### Tâche demandée
Répondez à ces questions sur l'extrait du document :
1. Dans quel service travaillait le jeune praticien hospitalier ?
2. Que reprochait-on à l'auteur du témoignage ?
3. Quelle décision la Chambre Disciplinaire a-t-elle prise ?

### Extrait du document
===
Nous avons évoqué il y a quelques semaines la mise en cause devant la Chambre Disciplinaire du Conseil de l’Ordre des Médecins d’un jeune praticien hospitalier qui avait rédigé un témoignage (« Papa!Pourquoi tu dors encore à l’hôpital? » dont nous ne saurions trop recommander la lecture), décrivant ses conditions de travail et ses états d’âme au sein du service des urgences d’un grand hôpital. Il était reproché à l’auteur des commentaires peu amènes à l’égard de certains de ces confrères, pouvant être considérés comme des manquements à la confraternité.

Dans sa grande sagesse, la Chambre Disciplinaire a relaxé l’auteur, estimant que les anecdotes rapportées dans l’ouvrage ne constituaient pas des manquements à la confraternité.

Dans la mesure où l’évocation de cette procédure a causé un certain émoi et même un émoi certain dans la communauté médicale, nous reproduisons les principaux « considérant » qui mettent le Dr X hors de cause. Nous espérons ainsi que les médecins retrouveront dans la lecture de cette décision une confiance dans la justice ordinale qu’ils n’avaient d’ailleurs peut-être pas tous perdue!
===
### Données fournies

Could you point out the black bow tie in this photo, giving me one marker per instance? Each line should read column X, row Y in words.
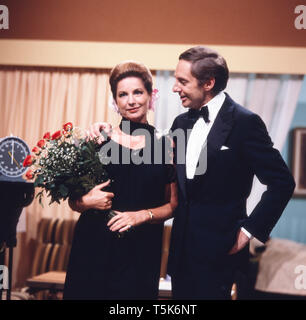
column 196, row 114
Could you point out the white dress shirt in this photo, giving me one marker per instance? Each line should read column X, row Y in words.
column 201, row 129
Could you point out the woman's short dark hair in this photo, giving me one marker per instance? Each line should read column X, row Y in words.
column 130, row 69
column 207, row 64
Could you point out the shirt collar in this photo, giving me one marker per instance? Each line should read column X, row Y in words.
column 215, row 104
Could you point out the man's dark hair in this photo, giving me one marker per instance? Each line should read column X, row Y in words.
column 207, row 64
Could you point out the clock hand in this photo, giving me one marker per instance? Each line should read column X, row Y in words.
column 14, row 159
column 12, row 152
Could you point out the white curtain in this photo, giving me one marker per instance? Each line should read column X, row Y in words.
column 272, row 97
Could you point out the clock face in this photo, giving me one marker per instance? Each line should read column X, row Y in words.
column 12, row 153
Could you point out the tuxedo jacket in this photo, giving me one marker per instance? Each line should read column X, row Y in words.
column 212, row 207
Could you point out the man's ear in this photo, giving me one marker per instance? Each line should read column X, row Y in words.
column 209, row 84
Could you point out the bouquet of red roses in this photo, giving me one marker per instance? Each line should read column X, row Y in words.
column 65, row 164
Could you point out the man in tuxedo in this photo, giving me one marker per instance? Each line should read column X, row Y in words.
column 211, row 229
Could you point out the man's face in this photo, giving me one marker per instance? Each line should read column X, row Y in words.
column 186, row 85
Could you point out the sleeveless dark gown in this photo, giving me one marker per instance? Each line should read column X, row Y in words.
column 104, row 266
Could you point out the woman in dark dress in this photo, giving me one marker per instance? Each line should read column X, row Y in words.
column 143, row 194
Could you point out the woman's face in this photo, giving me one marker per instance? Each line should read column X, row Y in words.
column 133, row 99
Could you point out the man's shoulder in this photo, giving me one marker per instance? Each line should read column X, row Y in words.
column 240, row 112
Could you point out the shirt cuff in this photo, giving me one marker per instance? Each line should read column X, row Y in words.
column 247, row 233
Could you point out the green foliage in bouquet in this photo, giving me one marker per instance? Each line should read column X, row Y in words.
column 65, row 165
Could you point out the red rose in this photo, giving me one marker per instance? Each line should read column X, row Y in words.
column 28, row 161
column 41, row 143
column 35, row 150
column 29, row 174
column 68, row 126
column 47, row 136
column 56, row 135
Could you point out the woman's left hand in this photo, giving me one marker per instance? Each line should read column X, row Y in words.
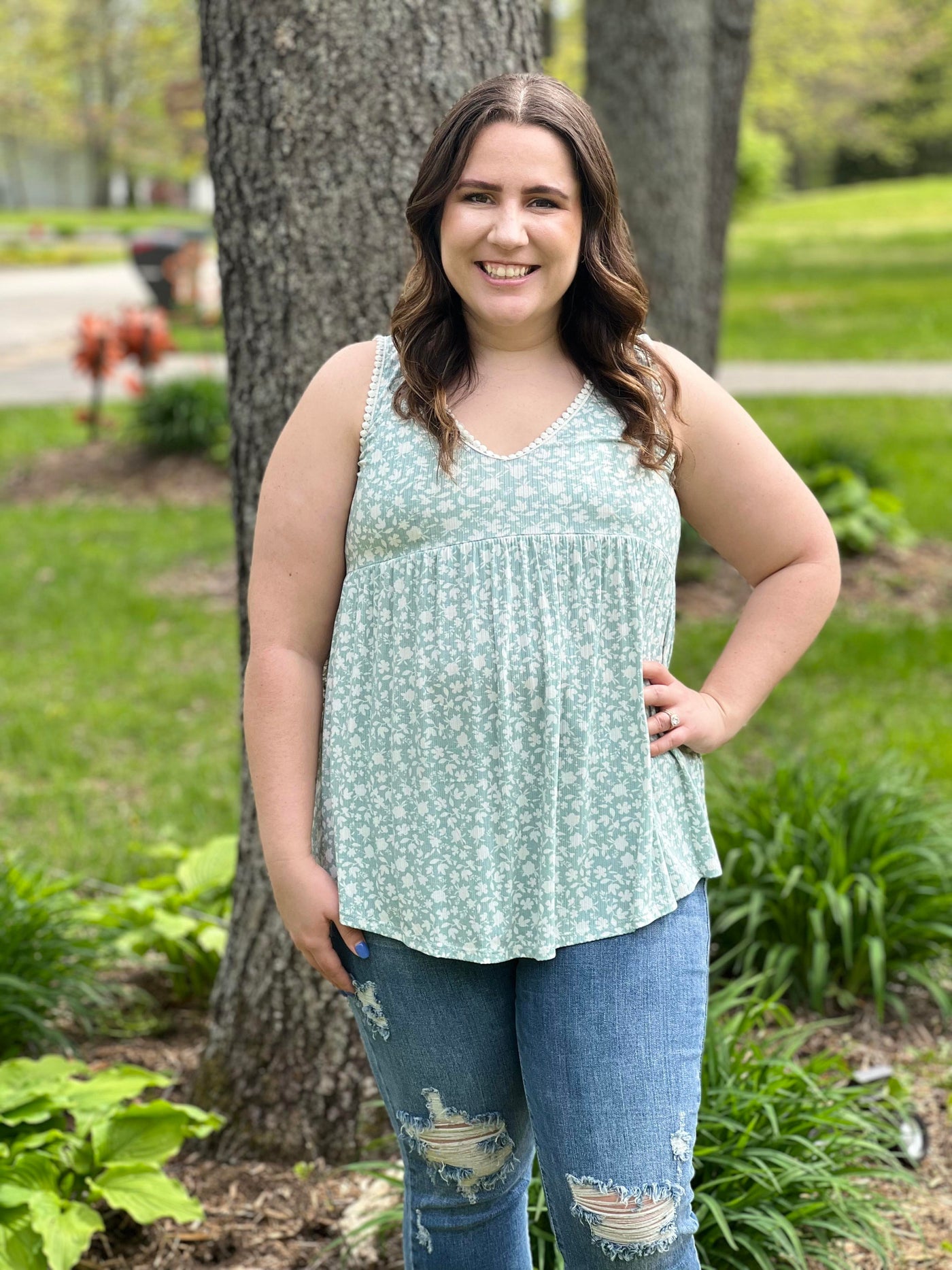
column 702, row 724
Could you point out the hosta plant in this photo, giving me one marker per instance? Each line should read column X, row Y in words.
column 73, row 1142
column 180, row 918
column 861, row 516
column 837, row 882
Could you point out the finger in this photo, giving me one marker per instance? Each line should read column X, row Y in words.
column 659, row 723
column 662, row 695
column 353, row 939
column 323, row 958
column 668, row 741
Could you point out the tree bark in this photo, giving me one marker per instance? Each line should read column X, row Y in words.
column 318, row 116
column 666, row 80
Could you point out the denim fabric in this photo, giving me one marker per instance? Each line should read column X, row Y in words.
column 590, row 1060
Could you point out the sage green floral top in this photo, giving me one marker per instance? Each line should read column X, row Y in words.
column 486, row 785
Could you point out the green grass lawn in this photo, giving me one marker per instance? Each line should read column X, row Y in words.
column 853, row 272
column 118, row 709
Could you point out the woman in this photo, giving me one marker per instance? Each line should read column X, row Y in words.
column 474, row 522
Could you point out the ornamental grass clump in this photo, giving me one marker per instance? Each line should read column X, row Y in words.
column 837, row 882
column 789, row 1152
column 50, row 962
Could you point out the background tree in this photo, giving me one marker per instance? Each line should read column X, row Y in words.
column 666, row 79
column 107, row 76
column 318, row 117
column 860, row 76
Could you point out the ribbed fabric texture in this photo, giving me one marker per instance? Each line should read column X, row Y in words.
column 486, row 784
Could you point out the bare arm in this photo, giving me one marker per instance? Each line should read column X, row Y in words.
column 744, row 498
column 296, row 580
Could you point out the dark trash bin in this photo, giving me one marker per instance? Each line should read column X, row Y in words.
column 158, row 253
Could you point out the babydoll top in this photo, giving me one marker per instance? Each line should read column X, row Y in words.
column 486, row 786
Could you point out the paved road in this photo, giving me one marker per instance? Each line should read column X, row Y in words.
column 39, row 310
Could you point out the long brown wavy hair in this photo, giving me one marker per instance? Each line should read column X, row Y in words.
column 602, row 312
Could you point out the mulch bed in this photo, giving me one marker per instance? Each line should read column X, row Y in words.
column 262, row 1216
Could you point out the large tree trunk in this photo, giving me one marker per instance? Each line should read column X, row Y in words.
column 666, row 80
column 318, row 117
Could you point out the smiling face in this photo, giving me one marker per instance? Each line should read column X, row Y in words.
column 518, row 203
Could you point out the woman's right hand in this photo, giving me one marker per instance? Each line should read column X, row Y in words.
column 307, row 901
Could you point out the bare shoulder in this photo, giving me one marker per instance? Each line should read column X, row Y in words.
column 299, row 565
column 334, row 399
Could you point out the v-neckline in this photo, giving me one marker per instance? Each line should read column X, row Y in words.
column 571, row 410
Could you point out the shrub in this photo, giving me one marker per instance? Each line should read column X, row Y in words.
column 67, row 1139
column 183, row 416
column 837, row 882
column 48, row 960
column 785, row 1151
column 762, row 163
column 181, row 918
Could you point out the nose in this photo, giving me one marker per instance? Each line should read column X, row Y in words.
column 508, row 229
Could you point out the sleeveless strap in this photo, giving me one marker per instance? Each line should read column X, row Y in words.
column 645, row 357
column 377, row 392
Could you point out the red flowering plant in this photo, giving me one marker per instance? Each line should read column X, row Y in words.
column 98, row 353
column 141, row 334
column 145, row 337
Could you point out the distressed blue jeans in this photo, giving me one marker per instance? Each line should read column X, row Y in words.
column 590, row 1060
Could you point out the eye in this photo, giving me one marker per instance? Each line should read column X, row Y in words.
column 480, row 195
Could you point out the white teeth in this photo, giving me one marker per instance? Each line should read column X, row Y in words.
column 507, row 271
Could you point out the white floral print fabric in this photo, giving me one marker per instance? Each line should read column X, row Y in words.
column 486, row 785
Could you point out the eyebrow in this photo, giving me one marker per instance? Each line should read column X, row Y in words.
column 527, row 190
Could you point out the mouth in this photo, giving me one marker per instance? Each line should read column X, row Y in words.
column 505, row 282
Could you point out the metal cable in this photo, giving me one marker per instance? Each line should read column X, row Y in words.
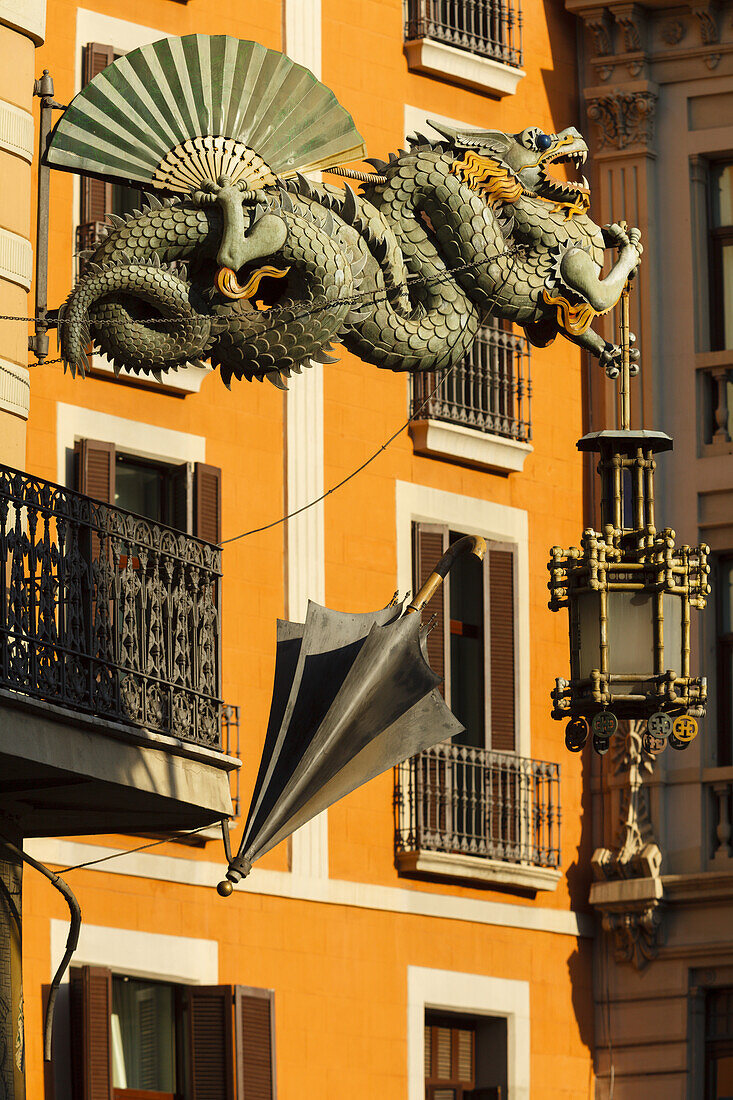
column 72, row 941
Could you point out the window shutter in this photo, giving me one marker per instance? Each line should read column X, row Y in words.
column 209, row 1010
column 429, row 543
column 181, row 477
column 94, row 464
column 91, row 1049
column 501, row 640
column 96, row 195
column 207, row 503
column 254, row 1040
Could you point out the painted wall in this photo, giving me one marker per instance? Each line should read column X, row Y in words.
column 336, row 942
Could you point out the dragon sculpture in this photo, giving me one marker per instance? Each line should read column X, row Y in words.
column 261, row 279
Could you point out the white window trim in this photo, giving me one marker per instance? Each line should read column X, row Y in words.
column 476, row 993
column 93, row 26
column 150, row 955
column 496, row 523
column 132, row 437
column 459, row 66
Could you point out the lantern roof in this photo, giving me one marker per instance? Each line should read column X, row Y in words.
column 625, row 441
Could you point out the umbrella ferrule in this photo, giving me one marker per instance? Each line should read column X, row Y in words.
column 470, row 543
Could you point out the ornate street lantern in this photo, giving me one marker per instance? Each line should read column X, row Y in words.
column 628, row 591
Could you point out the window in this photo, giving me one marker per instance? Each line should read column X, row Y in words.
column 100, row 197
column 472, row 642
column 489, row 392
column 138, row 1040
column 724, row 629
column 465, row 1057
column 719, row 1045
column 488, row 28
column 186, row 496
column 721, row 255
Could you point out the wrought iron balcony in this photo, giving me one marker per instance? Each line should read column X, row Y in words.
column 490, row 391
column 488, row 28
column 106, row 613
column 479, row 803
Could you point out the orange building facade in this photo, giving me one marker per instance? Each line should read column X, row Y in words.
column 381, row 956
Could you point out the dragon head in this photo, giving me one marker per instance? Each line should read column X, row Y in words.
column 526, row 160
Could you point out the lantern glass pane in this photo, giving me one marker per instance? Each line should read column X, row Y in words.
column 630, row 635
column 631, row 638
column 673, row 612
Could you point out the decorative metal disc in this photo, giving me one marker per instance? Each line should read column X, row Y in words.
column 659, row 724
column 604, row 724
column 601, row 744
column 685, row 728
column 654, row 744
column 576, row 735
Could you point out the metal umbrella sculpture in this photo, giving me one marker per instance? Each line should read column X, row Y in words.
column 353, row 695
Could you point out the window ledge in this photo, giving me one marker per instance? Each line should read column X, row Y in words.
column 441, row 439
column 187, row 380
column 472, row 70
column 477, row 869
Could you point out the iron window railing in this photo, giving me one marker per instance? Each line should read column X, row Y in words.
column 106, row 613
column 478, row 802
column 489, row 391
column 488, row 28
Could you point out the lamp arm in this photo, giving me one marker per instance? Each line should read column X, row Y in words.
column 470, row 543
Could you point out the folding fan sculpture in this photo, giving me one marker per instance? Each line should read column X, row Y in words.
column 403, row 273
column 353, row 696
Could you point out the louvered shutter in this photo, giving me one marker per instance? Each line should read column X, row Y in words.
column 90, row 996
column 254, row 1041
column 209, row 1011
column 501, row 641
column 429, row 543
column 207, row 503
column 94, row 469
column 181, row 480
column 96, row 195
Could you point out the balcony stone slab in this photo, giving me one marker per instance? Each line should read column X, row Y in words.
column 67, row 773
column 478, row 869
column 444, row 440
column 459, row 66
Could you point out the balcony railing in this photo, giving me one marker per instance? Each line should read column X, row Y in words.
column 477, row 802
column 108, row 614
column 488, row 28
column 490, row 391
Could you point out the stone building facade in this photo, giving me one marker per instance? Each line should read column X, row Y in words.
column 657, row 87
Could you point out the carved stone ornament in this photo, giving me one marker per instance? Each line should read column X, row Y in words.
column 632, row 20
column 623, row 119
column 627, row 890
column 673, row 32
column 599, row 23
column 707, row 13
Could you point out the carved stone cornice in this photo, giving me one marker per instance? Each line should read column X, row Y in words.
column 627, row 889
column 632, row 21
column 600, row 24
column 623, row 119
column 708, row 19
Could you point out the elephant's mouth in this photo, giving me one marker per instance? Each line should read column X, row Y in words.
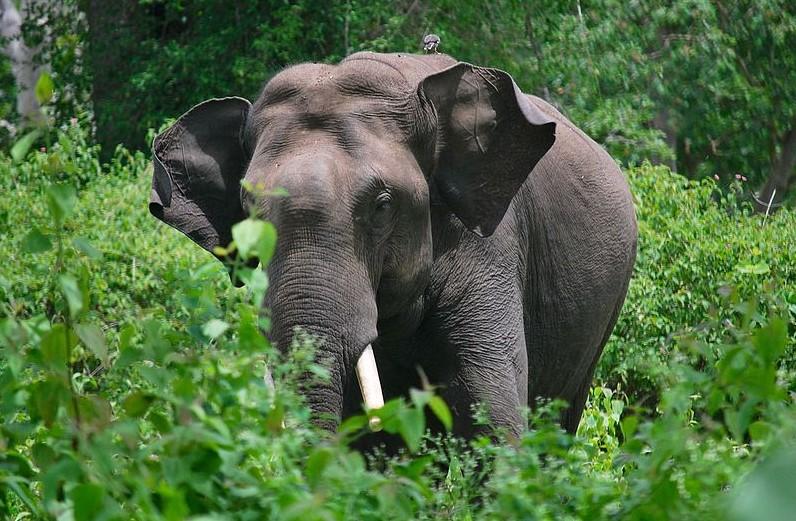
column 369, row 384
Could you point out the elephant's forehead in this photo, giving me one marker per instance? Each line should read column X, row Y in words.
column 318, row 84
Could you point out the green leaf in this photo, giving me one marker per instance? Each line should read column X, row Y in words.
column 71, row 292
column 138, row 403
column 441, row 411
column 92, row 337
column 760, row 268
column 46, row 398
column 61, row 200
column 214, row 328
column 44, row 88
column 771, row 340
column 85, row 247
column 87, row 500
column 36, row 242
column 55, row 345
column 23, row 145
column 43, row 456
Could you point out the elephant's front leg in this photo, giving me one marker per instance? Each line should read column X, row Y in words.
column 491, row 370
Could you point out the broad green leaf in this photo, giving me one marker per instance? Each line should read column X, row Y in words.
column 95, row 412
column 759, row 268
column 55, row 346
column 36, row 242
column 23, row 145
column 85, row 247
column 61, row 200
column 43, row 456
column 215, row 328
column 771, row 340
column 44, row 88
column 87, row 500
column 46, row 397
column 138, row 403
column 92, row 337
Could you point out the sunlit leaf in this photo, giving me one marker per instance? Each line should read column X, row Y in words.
===
### Réponse attendue
1. Au service des urgences d'un grand hôpital.
2. Des commentaires peu amènes envers certains de ses confrères, qu'on pouvait considérer comme des manquements à la confraternité.
3. Elle a relaxé l'auteur.